Requirements
Lines before the one containing "Request = locate the man with" are excluded; reproduce that line and all lines after it in the entries below, exactly.

========================================

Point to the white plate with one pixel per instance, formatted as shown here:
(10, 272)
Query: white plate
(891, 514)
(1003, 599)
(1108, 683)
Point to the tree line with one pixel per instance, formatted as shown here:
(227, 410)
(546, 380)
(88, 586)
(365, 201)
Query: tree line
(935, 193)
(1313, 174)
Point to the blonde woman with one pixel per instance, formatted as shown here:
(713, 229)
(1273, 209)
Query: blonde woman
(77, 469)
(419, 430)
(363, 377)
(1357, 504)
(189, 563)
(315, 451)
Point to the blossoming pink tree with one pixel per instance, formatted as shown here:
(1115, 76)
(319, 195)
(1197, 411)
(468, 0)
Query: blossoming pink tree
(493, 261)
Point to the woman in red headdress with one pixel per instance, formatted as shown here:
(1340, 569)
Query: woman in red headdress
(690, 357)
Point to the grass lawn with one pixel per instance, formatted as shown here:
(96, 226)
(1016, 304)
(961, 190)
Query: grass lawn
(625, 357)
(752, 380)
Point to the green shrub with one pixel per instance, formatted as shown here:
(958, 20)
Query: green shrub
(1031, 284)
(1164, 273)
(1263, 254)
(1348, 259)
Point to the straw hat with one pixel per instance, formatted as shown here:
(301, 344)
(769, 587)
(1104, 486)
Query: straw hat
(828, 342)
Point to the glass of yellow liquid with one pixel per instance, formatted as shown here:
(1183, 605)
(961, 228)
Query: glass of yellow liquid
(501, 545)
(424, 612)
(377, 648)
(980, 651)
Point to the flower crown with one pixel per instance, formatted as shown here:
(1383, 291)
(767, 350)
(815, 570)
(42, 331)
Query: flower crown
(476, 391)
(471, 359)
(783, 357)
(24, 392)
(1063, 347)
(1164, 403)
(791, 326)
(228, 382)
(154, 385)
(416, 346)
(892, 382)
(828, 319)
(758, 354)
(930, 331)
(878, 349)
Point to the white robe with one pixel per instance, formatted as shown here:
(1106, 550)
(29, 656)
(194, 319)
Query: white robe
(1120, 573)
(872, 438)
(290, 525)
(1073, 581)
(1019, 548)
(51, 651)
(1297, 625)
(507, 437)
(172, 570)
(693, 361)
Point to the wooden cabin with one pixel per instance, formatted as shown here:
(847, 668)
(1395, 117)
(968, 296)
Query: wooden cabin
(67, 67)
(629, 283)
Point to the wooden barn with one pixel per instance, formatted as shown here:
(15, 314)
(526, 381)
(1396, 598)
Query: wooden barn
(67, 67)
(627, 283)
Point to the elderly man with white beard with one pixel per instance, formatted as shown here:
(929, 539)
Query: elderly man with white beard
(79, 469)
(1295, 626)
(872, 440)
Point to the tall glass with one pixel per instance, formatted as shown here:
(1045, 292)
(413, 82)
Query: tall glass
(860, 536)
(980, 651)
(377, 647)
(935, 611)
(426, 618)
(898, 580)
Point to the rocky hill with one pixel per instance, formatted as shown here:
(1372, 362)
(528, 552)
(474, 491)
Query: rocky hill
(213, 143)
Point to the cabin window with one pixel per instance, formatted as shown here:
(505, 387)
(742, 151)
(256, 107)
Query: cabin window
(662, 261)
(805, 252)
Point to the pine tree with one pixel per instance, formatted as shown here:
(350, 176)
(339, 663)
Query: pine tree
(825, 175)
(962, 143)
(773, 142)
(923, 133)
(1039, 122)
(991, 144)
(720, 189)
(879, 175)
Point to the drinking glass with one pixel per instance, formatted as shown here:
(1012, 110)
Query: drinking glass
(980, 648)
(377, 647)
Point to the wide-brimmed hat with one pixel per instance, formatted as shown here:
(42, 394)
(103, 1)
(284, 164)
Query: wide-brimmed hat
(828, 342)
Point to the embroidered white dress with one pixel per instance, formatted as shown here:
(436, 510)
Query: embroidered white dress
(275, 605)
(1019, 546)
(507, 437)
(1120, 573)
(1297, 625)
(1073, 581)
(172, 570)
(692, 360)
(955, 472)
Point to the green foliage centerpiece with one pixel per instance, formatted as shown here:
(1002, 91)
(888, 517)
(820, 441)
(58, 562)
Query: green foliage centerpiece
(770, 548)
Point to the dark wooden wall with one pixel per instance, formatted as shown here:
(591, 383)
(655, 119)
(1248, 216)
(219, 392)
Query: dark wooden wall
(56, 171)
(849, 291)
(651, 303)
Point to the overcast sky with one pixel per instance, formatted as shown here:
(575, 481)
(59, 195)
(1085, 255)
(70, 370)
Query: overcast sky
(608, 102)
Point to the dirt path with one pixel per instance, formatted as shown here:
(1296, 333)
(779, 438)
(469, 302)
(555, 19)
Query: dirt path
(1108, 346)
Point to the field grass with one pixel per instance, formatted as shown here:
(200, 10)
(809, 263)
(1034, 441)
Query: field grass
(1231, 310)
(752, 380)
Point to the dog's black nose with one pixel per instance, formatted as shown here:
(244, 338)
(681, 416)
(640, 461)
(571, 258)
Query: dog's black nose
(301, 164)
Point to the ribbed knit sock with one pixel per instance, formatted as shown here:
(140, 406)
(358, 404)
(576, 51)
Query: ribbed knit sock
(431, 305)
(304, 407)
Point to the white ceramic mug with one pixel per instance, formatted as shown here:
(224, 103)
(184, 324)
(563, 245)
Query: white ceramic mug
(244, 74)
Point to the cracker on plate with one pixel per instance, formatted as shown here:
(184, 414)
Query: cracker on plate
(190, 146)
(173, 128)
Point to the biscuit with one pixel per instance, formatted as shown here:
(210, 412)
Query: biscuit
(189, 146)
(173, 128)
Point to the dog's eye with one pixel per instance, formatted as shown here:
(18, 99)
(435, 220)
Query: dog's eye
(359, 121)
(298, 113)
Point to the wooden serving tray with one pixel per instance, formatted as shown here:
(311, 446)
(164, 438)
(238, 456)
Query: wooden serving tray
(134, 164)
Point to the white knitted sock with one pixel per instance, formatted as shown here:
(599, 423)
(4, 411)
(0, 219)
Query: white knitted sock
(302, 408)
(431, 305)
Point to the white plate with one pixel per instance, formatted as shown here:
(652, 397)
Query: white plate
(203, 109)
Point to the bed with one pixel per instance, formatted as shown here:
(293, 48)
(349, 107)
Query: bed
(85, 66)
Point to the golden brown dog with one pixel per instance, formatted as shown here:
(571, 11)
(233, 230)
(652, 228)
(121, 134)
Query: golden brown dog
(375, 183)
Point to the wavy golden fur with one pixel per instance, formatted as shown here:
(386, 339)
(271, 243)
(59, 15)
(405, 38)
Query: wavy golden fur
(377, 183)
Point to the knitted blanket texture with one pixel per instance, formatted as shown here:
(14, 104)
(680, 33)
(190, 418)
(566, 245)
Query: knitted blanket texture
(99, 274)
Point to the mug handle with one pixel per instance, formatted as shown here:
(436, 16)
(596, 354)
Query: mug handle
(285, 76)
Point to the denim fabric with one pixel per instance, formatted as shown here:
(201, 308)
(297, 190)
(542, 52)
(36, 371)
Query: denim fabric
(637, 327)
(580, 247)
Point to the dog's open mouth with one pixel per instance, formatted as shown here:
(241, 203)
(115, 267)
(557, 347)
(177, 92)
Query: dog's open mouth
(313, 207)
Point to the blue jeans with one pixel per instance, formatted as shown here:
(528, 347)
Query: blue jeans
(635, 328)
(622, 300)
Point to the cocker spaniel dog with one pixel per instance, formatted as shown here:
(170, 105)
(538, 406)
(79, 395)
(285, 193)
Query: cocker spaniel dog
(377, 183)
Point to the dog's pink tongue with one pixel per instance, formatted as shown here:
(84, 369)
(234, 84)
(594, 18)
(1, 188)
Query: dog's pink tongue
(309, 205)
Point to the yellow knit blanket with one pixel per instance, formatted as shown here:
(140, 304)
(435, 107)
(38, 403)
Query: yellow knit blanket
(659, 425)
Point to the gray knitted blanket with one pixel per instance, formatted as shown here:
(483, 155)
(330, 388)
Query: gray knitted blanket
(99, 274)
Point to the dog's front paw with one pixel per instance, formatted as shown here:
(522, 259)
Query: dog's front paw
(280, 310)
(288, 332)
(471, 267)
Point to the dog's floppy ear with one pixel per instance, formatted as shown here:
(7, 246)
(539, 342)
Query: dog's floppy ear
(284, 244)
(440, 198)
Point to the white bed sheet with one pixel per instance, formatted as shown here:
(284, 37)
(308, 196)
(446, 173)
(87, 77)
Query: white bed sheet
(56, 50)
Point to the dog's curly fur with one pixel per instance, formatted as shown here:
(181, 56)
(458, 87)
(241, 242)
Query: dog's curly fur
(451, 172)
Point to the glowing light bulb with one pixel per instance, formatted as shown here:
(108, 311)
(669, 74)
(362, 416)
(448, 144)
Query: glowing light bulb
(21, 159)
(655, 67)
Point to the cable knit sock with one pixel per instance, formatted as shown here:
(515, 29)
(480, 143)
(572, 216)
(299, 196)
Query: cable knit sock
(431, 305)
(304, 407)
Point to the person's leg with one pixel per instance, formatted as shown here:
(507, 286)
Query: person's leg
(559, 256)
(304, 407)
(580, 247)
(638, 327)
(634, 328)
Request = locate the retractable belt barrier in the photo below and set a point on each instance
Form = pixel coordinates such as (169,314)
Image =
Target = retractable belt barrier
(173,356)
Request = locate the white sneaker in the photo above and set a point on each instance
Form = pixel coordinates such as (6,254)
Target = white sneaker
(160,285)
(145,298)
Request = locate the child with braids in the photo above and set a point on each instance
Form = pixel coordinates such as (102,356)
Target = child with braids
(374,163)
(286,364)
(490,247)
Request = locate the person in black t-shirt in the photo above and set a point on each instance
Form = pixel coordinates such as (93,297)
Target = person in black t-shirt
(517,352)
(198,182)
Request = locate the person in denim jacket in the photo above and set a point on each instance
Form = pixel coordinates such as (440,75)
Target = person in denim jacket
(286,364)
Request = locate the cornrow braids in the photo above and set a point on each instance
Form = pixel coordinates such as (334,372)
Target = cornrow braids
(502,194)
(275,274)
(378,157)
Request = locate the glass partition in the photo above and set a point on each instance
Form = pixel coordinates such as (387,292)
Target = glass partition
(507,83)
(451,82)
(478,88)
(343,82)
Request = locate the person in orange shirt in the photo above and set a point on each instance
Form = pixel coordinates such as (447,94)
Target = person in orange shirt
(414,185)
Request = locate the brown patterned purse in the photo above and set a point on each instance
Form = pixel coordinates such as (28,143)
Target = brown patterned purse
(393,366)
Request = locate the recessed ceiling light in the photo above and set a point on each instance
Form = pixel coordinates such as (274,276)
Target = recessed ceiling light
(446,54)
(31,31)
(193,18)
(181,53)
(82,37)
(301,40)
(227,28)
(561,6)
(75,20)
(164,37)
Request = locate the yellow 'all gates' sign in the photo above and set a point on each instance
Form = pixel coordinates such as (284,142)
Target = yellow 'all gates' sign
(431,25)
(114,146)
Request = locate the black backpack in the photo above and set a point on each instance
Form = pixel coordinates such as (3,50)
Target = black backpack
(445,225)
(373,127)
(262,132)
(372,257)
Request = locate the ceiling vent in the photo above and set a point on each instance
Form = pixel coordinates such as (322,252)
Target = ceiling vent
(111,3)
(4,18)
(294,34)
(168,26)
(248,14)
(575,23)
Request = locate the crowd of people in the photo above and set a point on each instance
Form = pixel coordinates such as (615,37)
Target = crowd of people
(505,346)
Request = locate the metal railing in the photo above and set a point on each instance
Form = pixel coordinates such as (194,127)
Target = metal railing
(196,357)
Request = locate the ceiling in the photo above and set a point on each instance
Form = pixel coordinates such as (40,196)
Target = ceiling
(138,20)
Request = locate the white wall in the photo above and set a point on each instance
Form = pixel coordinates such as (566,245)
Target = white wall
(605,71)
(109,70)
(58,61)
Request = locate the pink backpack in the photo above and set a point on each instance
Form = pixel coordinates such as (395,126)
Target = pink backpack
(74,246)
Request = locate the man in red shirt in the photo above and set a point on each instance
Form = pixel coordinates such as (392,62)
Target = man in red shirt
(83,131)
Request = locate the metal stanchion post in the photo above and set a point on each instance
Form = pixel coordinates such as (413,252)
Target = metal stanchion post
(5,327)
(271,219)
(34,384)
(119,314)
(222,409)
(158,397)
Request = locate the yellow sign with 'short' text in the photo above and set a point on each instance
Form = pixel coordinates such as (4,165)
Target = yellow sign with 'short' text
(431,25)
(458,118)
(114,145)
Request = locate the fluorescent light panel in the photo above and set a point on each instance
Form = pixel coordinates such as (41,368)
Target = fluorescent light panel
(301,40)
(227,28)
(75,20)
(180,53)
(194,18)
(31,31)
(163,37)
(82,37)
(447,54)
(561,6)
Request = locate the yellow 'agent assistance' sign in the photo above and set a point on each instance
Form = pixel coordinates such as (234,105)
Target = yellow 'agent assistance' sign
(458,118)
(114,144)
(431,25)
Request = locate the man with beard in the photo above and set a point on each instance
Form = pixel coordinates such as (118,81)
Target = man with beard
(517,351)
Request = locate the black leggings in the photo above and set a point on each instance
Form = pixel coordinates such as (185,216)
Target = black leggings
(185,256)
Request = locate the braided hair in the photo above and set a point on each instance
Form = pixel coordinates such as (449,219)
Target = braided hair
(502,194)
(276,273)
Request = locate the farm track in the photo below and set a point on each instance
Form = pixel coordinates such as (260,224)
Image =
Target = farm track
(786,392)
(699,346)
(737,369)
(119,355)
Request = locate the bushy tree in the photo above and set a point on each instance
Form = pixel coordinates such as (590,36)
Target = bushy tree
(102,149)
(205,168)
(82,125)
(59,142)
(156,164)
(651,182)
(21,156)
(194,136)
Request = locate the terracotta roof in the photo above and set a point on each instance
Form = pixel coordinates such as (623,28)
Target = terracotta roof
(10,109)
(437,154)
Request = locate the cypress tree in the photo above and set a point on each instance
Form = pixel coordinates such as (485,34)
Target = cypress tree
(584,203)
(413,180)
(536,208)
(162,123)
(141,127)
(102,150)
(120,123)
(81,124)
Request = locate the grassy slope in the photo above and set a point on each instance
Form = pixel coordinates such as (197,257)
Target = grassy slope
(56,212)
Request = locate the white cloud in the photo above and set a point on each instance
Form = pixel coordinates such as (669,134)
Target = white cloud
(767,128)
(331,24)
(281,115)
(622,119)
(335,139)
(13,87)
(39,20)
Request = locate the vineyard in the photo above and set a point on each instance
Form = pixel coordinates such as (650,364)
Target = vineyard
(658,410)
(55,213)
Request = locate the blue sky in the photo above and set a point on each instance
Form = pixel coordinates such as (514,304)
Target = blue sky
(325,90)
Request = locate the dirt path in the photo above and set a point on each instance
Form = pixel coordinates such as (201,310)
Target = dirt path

========================================

The solution
Request = locate the man with beard in the photo above and set a point on each instance
Form = pixel coordinates such as (118,81)
Target = man with beard
(517,351)
Request = locate the black leggings in the photo above and set a point on each instance
Form = pixel coordinates such as (185,216)
Target = black leggings
(185,256)
Request = locate the braided hair in the photo above and set a point on each instance
Form = pixel coordinates such as (449,219)
Target = braided hair
(502,194)
(276,273)
Request = locate the farm track in the photo below and set a point on each instance
Form = pixel coordinates such as (260,224)
Image =
Target = farm track
(786,392)
(699,346)
(737,369)
(119,355)
Request = locate the bushy tree in the photo above and set a point on each instance
Form = pixel coordinates such as (590,36)
Target = bushy tree
(102,149)
(205,168)
(82,125)
(59,142)
(156,164)
(651,182)
(21,156)
(194,136)
Request = locate the terracotta roof in the photo above and set a point on each instance
Form = pixel coordinates such as (623,28)
Target = terracotta roof
(10,109)
(437,154)
Request = locate the cypress tree in the photo above and set a point on each instance
Form = pixel coordinates such as (485,34)
Target = cypress tree
(584,203)
(413,180)
(536,208)
(162,123)
(141,127)
(102,150)
(120,123)
(81,124)
Request = locate the grassy slope in the photo above and set a point on each instance
Form = pixel coordinates such as (197,257)
Target = grassy slope
(56,212)
Request = locate the white cloud in the photo above and set a point on each instance
Form = pixel coordinates such as (669,134)
Target = white cloud
(767,128)
(331,24)
(281,115)
(622,119)
(335,139)
(13,87)
(39,20)
Request = locate the vineyard in the photo above and set a point on each instance
Form = pixel coordinates such as (650,364)
Target = vineyard
(658,410)
(55,213)
Request = locate the blue sky in the photo above and set a point on each instance
Form = pixel coordinates such as (514,304)
Target = blue sky
(325,90)
Request = locate the dirt path in the photo above and set a point on each instance
Form = pixel coordinates such as (201,310)
Target = dirt path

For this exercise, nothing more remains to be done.